» **Given instruction A**: Swap "garden" for "yard" in the forum thread, and write out the passage starting with "## LarrySch (Dec" and going on through "a few days.".
◆ ◆ ◆ ◆ ◆
Coastal Texas. The ground is far from hard right now. Actually the problem I am having is expanding clay. Our soil is REALLY wet, and as soon as the shovel blade hits it, and air hits the clay, it swells...

I should have sanded the holes too. But to heck with it.


----------



## aclose (Nov 11, 2007)

dbhost said:


> I should have sanded the holes too. But to heck with it.


and what grit sand paper do you use in Texas when sanding holes filled with wet clay???  :laughing::laughing::laughing:


----------



## dbhost (Jan 28, 2008)

:laughing:To quote Homer Simpson. D'oh! :laughing:


----------



## LarrySch (Dec 31, 2007)

> The ground is far from hard right now


LOL were froze down at least 18" with about 15" of snow on top of that. Guess my garden will have to wait a few days.


----------



## dbhost (Jan 28, 2008)

Yeah, my weather problems are on the other end of the thermal scale... Makes me miss living up north during the summer. But you can keep those frozen winters! I've had too many car wrecks, and a back to prove it, to ever want to spend more than a couple of days near truly cold weather...


----------



## Gerry KIERNAN (Apr 20, 2007)
◆ ◆ ◆ ◆ ◆
» **Given instruction B**: Please turn the records, starting at the beginning of the records and going on through the line with "176], [207, 185]]", into a two-column CSV with the columns text and answer. Give one row per record, with each field quoted and line breaks turned into spaces.

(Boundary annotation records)
◆ ◆ ◆ ◆ ◆
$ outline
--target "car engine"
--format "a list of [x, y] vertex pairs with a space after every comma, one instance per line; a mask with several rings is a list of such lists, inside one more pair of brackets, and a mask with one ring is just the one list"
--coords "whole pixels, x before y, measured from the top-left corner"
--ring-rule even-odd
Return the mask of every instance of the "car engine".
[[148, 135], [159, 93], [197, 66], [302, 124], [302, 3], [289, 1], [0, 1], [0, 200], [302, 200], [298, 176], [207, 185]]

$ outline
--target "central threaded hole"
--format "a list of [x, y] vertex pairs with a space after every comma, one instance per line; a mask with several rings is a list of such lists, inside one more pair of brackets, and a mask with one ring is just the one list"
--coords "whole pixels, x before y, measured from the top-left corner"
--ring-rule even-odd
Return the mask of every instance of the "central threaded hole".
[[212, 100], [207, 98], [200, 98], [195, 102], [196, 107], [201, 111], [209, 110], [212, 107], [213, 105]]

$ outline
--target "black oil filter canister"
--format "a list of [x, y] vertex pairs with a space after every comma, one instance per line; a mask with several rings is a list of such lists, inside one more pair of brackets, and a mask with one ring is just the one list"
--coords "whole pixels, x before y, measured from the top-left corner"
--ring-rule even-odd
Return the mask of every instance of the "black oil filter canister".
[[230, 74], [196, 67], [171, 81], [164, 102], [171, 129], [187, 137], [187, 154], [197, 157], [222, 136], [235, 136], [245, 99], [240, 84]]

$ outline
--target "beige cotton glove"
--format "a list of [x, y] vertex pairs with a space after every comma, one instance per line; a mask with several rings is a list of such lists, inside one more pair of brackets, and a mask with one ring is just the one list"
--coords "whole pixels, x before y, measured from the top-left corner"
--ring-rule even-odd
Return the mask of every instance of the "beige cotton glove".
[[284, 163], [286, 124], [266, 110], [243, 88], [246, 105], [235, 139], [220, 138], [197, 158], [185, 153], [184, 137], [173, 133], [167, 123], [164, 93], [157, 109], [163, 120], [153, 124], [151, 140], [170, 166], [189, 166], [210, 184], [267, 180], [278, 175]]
◆ ◆ ◆ ◆ ◆
» **Correct response A**:
## LarrySch (Dec 31, 2007)

> The ground is far from hard right now


LOL were froze down at least 18" with about 15" of snow on top of that. Guess my yard will have to wait a few days.

» **Correct response B**:
text,answer
"$ outline --target ""car engine"" --format ""a list of [x, y] vertex pairs with a space after every comma, one instance per line; a mask with several rings is a list of such lists, inside one more pair of brackets, and a mask with one ring is just the one list"" --coords ""whole pixels, x before y, measured from the top-left corner"" --ring-rule even-odd Return the mask of every instance of the ""car engine"".","[[148, 135], [159, 93], [197, 66], [302, 124], [302, 3], [289, 1], [0, 1], [0, 200], [302, 200], [298, 176], [207, 185]]"